To-do list:
[a] Retype the part of the passage on the film's story origins that opens with the words containing "If Kennedy and" and closes with "departure in 1927.".
[b] According to the passage on the film's story origins, what is the title of the 1914 Mack Sennett comedy with a similar storyline?
[c] Proceed with the passage on the film's story origins from the point where it stops.
## Start Text segment
Film historian Glenn Mitchell asserts that the original idea for the picture may have been supplied by Babe Hardy, who had overheard his laundress telling a similar story as gossip. However, William K. Everson asserts that the plot line wasn’t an original concept of the Roach team. Everson claims that a Mack Sennett comedy, Ambrose’s First Falsehood, released in 1914, starring Mack Swain and featuring Edgar Kennedy and Charles Parrott (aka Charley Chase), has an uncannily similar storyline and likely served as the source of the material.  Swain leaves his devoted wife, informing her that he is catching a train to San Fransisco. In reality, his intended destination is Kennedy’s bar, along with his friend Charles Parrott for company. Later his wife reads a newspaper report that the San Fransisco train she believed her husband to be on had crashed, killing all the passengers.
If Kennedy and Parrott’s connections weren’t proof enough that the story idea could have been generated at the Sennett studio, the film’s director was none other than F. Richard Jones. Jones left Sennett in 1921 to become the production supervisor at the Hal Roach Studios. He worked very closely with Stan Laurel and greatly influenced him, coaching Stan on the art of film direction. Jones’s story ideas may still have been echoing around the Lot of Fun long after his departure in 1927.
## End Text segment
## Start Record extracts
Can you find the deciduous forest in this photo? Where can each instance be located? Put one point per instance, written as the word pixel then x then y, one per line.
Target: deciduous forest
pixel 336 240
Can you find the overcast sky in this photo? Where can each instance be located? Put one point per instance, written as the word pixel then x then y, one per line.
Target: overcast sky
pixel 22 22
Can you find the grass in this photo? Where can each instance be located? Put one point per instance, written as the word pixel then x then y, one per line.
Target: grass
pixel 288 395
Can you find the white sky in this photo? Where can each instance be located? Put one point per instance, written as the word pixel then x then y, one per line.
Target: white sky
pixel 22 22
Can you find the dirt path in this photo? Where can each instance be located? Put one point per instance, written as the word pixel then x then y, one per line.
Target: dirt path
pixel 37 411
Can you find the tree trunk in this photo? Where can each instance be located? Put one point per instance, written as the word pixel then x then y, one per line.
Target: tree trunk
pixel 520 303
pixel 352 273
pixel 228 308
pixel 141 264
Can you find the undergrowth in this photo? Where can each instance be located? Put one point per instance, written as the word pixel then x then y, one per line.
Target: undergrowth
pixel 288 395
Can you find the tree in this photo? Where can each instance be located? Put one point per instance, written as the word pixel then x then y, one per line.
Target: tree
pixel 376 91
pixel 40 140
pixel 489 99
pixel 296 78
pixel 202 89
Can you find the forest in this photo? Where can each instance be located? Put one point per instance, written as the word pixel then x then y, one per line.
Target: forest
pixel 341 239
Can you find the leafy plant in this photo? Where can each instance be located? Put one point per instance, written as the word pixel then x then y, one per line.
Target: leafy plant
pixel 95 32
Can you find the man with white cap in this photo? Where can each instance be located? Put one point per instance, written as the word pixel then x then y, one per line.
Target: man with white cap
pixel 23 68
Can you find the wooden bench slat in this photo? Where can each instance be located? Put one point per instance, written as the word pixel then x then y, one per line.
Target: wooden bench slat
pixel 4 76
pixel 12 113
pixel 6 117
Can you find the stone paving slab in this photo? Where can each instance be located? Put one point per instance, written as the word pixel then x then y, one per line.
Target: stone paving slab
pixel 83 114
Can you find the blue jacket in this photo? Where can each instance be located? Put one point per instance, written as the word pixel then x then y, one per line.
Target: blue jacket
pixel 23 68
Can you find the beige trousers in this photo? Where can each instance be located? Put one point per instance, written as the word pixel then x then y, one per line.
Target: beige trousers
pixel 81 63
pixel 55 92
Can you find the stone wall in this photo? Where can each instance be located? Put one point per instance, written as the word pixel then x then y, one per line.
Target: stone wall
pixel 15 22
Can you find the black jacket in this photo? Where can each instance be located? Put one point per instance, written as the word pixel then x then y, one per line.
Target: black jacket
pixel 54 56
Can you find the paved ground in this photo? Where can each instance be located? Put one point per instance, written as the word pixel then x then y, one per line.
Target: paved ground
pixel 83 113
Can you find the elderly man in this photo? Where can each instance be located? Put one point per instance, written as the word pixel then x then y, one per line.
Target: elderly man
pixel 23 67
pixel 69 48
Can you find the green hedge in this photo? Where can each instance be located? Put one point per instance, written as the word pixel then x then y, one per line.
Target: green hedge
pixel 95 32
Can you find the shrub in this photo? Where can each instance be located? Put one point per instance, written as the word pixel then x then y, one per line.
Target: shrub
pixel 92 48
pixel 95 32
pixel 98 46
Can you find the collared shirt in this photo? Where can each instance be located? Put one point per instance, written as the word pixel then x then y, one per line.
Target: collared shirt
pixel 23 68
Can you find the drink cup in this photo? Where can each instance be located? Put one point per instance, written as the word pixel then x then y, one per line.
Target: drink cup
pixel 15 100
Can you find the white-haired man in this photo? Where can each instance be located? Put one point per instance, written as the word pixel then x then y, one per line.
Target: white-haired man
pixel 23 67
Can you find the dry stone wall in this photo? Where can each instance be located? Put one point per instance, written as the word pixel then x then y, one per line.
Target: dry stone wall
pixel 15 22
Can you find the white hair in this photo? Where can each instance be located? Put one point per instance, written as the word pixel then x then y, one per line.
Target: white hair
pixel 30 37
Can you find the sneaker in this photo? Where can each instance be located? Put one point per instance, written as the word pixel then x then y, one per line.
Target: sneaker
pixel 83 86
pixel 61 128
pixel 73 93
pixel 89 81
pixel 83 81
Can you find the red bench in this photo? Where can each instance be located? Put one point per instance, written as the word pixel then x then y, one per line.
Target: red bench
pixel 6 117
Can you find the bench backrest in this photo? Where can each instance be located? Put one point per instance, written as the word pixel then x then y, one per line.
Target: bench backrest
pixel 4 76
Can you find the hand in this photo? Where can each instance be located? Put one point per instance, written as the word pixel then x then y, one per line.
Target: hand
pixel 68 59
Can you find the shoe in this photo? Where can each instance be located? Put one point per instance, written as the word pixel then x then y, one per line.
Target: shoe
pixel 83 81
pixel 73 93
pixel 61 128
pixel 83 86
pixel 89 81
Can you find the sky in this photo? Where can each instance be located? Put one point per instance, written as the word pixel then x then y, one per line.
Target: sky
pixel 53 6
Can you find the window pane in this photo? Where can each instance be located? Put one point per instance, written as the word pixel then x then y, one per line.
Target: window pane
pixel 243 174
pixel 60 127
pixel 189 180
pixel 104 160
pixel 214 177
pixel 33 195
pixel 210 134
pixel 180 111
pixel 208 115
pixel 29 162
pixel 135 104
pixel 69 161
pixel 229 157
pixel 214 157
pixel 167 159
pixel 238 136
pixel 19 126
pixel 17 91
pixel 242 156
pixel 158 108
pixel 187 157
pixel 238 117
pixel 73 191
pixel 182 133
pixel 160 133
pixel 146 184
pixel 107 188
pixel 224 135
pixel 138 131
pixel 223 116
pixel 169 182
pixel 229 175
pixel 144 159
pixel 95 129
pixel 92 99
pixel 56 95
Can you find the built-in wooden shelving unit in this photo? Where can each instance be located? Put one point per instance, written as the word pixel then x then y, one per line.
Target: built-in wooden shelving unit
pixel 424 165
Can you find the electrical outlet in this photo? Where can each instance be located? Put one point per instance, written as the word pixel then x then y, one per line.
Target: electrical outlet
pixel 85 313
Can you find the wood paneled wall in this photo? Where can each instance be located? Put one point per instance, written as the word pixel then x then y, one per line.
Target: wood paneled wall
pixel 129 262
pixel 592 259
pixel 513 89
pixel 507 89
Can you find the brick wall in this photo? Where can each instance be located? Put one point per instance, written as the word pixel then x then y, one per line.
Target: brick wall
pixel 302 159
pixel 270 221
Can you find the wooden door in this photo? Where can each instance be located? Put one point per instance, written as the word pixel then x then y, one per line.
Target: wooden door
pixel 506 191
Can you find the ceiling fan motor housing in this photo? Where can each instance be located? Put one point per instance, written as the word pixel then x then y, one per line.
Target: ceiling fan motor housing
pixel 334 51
## End Record extracts
Outputs for the tasks:
[a]
If Kennedy and Parrott’s connections weren’t proof enough that the story idea could have been generated at the Sennett studio, the film’s director was none other than F. Richard Jones. Jones left Sennett in 1921 to become the production supervisor at the Hal Roach Studios. He worked very closely with Stan Laurel and greatly influenced him, coaching Stan on the art of film direction. Jones’s story ideas may still have been echoing around the Lot of Fun long after his departure in 1927.

[b] Ambrose's First Falsehood

[c]
In We Faw Down, we find Stan and Ollie desperate to escape their incredibly stern wives, played by Bess Flowers and Vivien Oakland. This was Flowers’ first and arguably most notable appearance with the boys; although she does turn up in several later films, but blink, and you’ll miss her. The prize for sternest wife in this picture easily goes to Mrs Hardy, played by Vivien Oakland. Oakland first joined the boys on screen playing Stan’s wife, Mrs Ricketts, in 1927’s Love ‘Em and Weep. Although she is remembered more for later roles in films such as Scram and Way Out West, she cuts a formidable and frightening figure here, and her frosty glares at Ollie are enough to freeze water.
The boys are scheming a way out of the house for an afternoon of poker at their men’s club. There are some wonderfully contrasting facial expressions in the first few shots, from the unamused and suspecting wives in one room and the plotting husbands in another.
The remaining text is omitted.